Return every record below exactly as written, but leave out the pictures.

──────── Listed records ────────

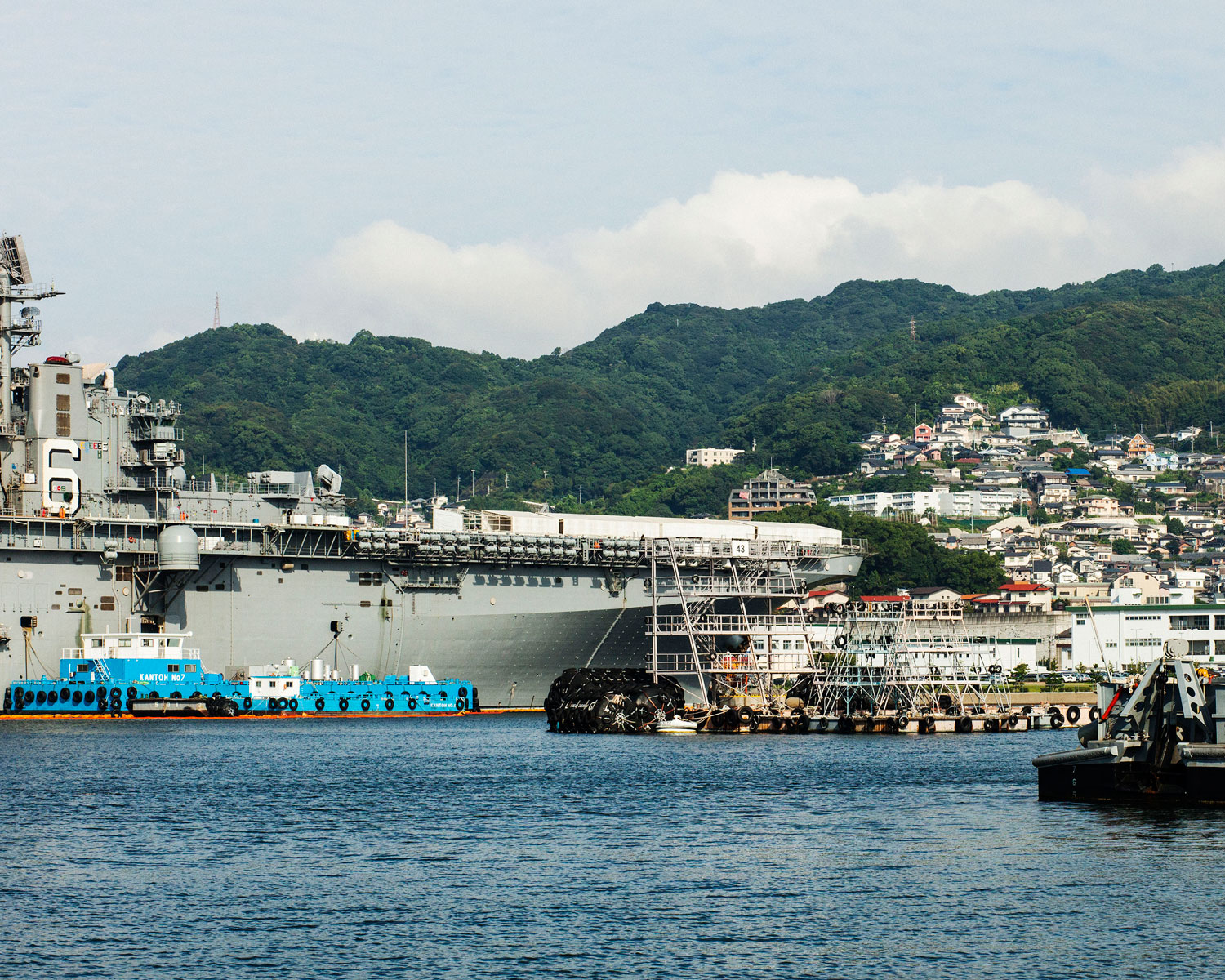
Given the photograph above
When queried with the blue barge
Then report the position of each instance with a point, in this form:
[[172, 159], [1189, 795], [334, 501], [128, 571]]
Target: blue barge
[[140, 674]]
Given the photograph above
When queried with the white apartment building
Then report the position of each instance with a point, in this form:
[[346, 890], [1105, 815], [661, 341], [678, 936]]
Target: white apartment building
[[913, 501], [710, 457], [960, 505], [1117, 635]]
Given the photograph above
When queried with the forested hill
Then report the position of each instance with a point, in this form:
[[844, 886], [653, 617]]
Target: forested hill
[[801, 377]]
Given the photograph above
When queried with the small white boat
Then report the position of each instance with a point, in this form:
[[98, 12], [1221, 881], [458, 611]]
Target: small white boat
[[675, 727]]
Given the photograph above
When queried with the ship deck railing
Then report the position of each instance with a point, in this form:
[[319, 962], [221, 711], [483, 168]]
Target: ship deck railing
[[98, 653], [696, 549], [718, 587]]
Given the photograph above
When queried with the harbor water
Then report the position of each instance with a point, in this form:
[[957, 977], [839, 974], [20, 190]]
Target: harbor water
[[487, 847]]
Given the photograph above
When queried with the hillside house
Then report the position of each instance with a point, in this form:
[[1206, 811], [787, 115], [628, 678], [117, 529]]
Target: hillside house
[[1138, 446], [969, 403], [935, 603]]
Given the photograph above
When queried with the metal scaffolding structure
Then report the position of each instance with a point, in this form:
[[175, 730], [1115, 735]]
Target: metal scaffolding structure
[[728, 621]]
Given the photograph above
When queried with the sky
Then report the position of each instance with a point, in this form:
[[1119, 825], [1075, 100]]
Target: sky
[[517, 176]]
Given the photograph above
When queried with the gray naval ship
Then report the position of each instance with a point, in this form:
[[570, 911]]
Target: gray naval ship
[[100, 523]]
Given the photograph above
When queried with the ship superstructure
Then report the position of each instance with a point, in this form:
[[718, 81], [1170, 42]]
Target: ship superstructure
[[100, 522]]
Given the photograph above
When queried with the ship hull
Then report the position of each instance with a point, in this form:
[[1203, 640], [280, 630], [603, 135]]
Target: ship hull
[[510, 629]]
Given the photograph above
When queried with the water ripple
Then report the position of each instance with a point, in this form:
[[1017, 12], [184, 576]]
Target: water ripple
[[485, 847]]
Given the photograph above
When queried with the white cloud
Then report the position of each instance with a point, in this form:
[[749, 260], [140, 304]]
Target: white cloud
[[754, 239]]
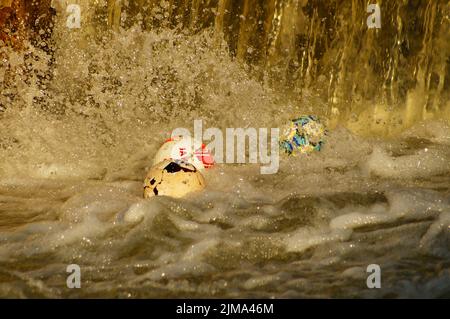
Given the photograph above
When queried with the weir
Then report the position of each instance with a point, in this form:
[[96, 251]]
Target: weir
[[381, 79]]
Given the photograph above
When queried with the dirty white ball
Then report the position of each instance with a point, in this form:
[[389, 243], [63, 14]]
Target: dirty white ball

────────

Finished exercise:
Given the photograph above
When queried with the blue barge
Then report the position of each instance with a point, in this form:
[[172, 159], [1189, 795], [334, 501], [128, 571]]
Target: blue barge
[[140, 674]]
Given the photograph above
When queried with the white apartment building
Then report the position of each instance with a point, in this form:
[[346, 890], [1105, 815], [661, 341], [678, 936]]
Target: white apartment building
[[913, 501], [710, 457], [960, 505], [1117, 635]]
Given the photograph above
When queried with the forested hill
Then report the position of each instance with a point, in this form:
[[844, 886], [653, 617]]
Target: forested hill
[[801, 377]]
Given the photograph above
When queried with the small white boat
Then report the position of each instance with a point, in this form:
[[98, 12], [1221, 881], [458, 611]]
Target: small white boat
[[675, 727]]
Given the photograph above
When queried with the ship deck railing
Then report the position of each instance with a point, in this form:
[[319, 962], [221, 711], [483, 168]]
Target: ship deck railing
[[98, 653], [696, 549], [718, 587]]
Given the photograph above
When queried with the harbor water
Then report the position of each instance with a point, in this form:
[[957, 977], [839, 974], [20, 190]]
Target: harbor water
[[487, 847]]
Given the photograph above
When queried with the hillside house
Then report the position of each instance with a point, in this form:
[[1206, 811], [787, 115], [628, 678], [117, 529]]
Target: hillside house
[[1138, 446], [969, 403], [935, 603]]
Given the photograph above
When queried with the metal scaffolding structure
Then report the position of each instance with a point, in this form:
[[175, 730], [1115, 735]]
Target: metal scaffolding structure
[[728, 621]]
Given the photograph above
When queried with the sky
Then report the position of each instance with a point, in this form:
[[1119, 825], [1075, 100]]
Target: sky
[[517, 176]]
Given the photograph above
When queried with the gray naval ship
Then report the position of each instance with a point, in this form:
[[570, 911]]
Target: gray naval ship
[[100, 523]]
Given the photograph above
When queried with the ship superstructure
Then report the position of each instance with a point, in this form:
[[718, 81], [1170, 42]]
Target: ship superstructure
[[100, 522]]
Given the photograph above
When queried with the ship hull
Then report the position of each instance with a point, in this form:
[[1203, 640], [280, 630], [603, 135]]
Target: ship hull
[[510, 629]]
Given the photograph above
When queried with the water ripple
Then report the position of each instance with a point, in this form:
[[1017, 12], [184, 576]]
Target: water ripple
[[485, 847]]
Given the photograph above
When queried with the white cloud
Then report the position of each instance with a point, in this form:
[[749, 260], [140, 304]]
Target: white cloud
[[754, 239]]
Given the photograph above
When queried with the weir
Then report the position of each instance with a point, in this form:
[[96, 251]]
Target: weir
[[381, 79]]
Given the photograph above
When queried with the dirty white ball
Then report the position of each instance with a point, in this form:
[[389, 243], [63, 14]]
Target: dirty white ball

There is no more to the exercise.